Collected data entries
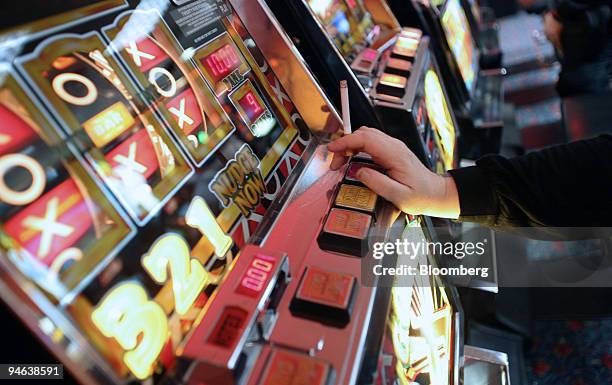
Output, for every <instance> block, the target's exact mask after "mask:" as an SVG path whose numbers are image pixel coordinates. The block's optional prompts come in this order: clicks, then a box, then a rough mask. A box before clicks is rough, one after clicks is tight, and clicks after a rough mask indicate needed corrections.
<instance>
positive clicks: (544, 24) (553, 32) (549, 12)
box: [544, 11, 563, 54]
mask: <svg viewBox="0 0 612 385" xmlns="http://www.w3.org/2000/svg"><path fill="white" fill-rule="evenodd" d="M562 31H563V24H561V22H559V21H558V20H557V19H556V18H555V16H554V15H553V13H552V12H550V11H549V12H546V13H545V14H544V35H546V38H547V39H548V40H549V41H550V42H551V43H552V45H553V46H554V47H555V48H556V49H557V52H559V53H560V54H562V53H563V50H562V45H561V32H562Z"/></svg>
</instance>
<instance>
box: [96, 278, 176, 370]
mask: <svg viewBox="0 0 612 385" xmlns="http://www.w3.org/2000/svg"><path fill="white" fill-rule="evenodd" d="M91 319H92V321H93V323H94V325H96V327H97V328H98V329H100V331H101V332H102V334H104V335H105V336H106V337H108V338H114V339H115V340H117V342H118V343H119V345H121V347H122V348H123V349H125V350H127V352H126V353H125V354H124V356H123V362H124V363H125V365H126V366H127V367H128V369H129V370H130V371H131V372H132V373H133V374H134V376H136V377H137V378H139V379H141V380H143V379H145V378H147V377H149V376H150V375H151V373H152V372H153V365H154V364H155V361H156V360H157V357H158V356H159V354H160V353H161V350H162V348H163V347H164V344H165V343H166V340H167V338H168V319H167V318H166V314H165V313H164V311H163V309H162V308H161V307H160V306H159V305H158V304H157V303H155V302H153V301H151V300H149V298H148V296H147V293H146V292H145V290H144V289H143V288H142V287H141V286H140V285H139V284H137V283H134V282H127V283H123V284H121V285H120V286H118V287H116V288H115V289H113V291H111V292H110V293H109V294H107V295H106V297H105V298H104V299H103V300H102V301H101V302H100V304H99V305H98V306H97V307H96V309H95V310H94V311H93V313H92V314H91ZM139 337H140V338H139Z"/></svg>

**REQUIRED WORK**
Switch "positive clicks" to "foreground clicks" throughout the listing and write it out again with everything else unchanged, omitting the pictures.

**YOUR SOLUTION**
Output, for every <instance> block, the target's exact mask after "mask:" as an SVG path whose numbers are image pixel coordinates. The block's optional prompts come in this order: clicks, then a box, then a rough mask. A box before clicks is rough, one after clicks is tight, and clicks after a rough mask indicate needed corrections.
<instance>
foreground clicks: (544, 24) (553, 32) (549, 12)
box: [544, 11, 563, 54]
mask: <svg viewBox="0 0 612 385" xmlns="http://www.w3.org/2000/svg"><path fill="white" fill-rule="evenodd" d="M562 31H563V24H561V22H559V21H558V20H557V19H556V18H555V16H554V15H553V13H552V12H550V11H549V12H546V13H545V14H544V35H546V38H547V39H548V40H549V41H550V42H551V43H552V45H553V46H554V47H555V48H556V49H557V52H559V53H560V54H562V53H563V50H562V45H561V32H562Z"/></svg>
</instance>
<instance>
box: [96, 278, 176, 370]
mask: <svg viewBox="0 0 612 385" xmlns="http://www.w3.org/2000/svg"><path fill="white" fill-rule="evenodd" d="M91 319H92V321H93V323H94V325H96V327H97V328H98V329H100V331H101V332H102V334H104V335H105V336H106V337H108V338H114V339H115V340H117V342H118V343H119V345H121V347H122V348H123V349H125V350H127V352H126V353H125V354H124V356H123V362H124V363H125V365H126V366H127V367H128V369H129V370H130V371H131V372H132V373H133V374H134V376H136V377H137V378H139V379H141V380H143V379H145V378H147V377H149V376H150V375H151V373H152V372H153V365H154V364H155V361H156V360H157V357H158V356H159V354H160V353H161V350H162V348H163V347H164V344H165V343H166V340H167V338H168V319H167V318H166V314H165V313H164V311H163V309H162V308H161V307H160V306H159V305H158V304H157V303H155V302H153V301H151V300H149V298H148V296H147V293H146V292H145V290H144V289H143V288H142V287H141V286H140V285H139V284H137V283H134V282H127V283H123V284H121V285H120V286H118V287H116V288H115V289H113V291H111V292H110V293H109V294H107V295H106V297H105V298H104V299H103V300H102V301H101V302H100V304H99V305H98V306H97V307H96V309H95V310H94V311H93V313H92V314H91ZM139 337H140V338H139Z"/></svg>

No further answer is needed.